⟨
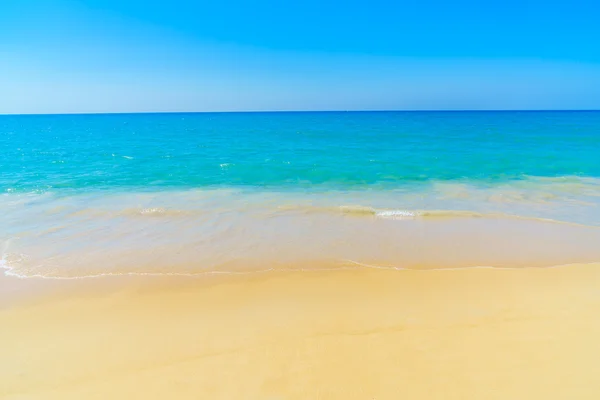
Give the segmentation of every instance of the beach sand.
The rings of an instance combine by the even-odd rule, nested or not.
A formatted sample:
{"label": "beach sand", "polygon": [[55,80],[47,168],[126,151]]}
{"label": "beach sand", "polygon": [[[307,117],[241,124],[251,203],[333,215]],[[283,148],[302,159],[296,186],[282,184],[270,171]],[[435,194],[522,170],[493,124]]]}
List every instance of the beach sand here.
{"label": "beach sand", "polygon": [[0,309],[0,398],[600,397],[600,264],[124,280]]}

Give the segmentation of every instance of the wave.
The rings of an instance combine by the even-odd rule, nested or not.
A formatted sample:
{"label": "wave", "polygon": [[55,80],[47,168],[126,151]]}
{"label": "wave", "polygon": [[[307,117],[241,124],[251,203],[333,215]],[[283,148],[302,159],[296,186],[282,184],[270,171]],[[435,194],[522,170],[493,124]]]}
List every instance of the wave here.
{"label": "wave", "polygon": [[539,218],[522,216],[499,212],[478,212],[469,210],[406,210],[393,208],[374,208],[368,206],[345,205],[338,207],[314,207],[314,206],[285,206],[280,207],[280,210],[311,213],[337,213],[351,217],[375,217],[382,219],[393,220],[415,220],[415,219],[449,219],[449,218],[488,218],[488,219],[519,219],[539,222],[549,222],[556,224],[566,224],[573,226],[589,225],[579,224],[570,221],[561,221],[551,218]]}

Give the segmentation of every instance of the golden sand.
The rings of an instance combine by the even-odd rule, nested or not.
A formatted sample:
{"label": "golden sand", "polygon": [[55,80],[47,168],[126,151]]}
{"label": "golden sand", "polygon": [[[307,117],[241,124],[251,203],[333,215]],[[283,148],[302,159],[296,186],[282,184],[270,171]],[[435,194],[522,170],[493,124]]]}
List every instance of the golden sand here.
{"label": "golden sand", "polygon": [[600,398],[600,264],[84,284],[0,310],[0,398]]}

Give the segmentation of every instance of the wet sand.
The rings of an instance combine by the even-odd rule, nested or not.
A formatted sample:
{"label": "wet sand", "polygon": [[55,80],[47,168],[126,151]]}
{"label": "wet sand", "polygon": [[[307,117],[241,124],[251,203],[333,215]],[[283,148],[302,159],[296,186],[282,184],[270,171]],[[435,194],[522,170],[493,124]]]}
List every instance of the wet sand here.
{"label": "wet sand", "polygon": [[600,396],[600,264],[113,283],[0,309],[0,398]]}

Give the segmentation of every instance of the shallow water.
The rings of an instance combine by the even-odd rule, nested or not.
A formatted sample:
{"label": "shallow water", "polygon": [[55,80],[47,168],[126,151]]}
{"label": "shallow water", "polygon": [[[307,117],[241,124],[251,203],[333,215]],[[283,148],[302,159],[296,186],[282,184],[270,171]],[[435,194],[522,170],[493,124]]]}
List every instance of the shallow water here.
{"label": "shallow water", "polygon": [[9,274],[600,260],[600,112],[0,116]]}

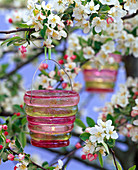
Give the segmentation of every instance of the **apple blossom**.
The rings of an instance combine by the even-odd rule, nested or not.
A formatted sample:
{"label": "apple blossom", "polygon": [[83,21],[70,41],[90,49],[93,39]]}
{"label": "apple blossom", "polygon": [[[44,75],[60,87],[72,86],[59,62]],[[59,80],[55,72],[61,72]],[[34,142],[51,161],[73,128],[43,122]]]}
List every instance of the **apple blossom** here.
{"label": "apple blossom", "polygon": [[7,158],[8,158],[8,160],[13,161],[14,160],[14,155],[13,154],[9,154]]}

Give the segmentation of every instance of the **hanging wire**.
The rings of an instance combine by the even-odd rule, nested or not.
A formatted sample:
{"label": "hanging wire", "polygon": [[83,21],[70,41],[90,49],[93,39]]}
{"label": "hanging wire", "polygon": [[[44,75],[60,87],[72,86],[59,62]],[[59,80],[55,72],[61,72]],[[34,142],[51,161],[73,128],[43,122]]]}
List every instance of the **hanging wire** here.
{"label": "hanging wire", "polygon": [[[67,77],[68,77],[68,79],[69,79],[70,86],[71,86],[71,91],[73,91],[73,86],[72,86],[72,81],[71,81],[70,76],[69,76],[68,73],[65,71],[65,69],[63,68],[63,66],[61,66],[56,60],[45,58],[45,59],[39,64],[39,66],[40,66],[44,61],[48,61],[48,60],[49,60],[49,61],[53,61],[54,63],[56,63],[56,64],[64,71],[64,73],[67,75]],[[38,66],[37,69],[35,70],[35,73],[34,73],[33,78],[32,78],[32,83],[31,83],[31,99],[30,99],[30,103],[31,103],[31,101],[32,101],[33,82],[34,82],[35,75],[36,75],[36,73],[37,73],[37,71],[38,71],[38,69],[39,69],[39,66]]]}

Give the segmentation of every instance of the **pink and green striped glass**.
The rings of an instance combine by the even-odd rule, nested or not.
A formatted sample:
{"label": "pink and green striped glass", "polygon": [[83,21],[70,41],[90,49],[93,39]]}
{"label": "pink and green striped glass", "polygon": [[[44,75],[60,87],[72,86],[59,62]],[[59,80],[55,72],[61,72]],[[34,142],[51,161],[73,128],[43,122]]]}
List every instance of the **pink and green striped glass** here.
{"label": "pink and green striped glass", "polygon": [[79,94],[63,90],[33,90],[24,96],[31,143],[55,148],[69,145]]}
⟩
Display every line of the records above that contains the string "here", with letter case taken into account.

List every instance of the beach sand here.
List every instance of the wave here.
List every instance of the golden sand here.
List every instance of the wet sand here.
List every instance of the shallow water here.
List every instance of the **apple blossom** here.
List every instance of the **hanging wire** here.
List every instance of the **pink and green striped glass** here.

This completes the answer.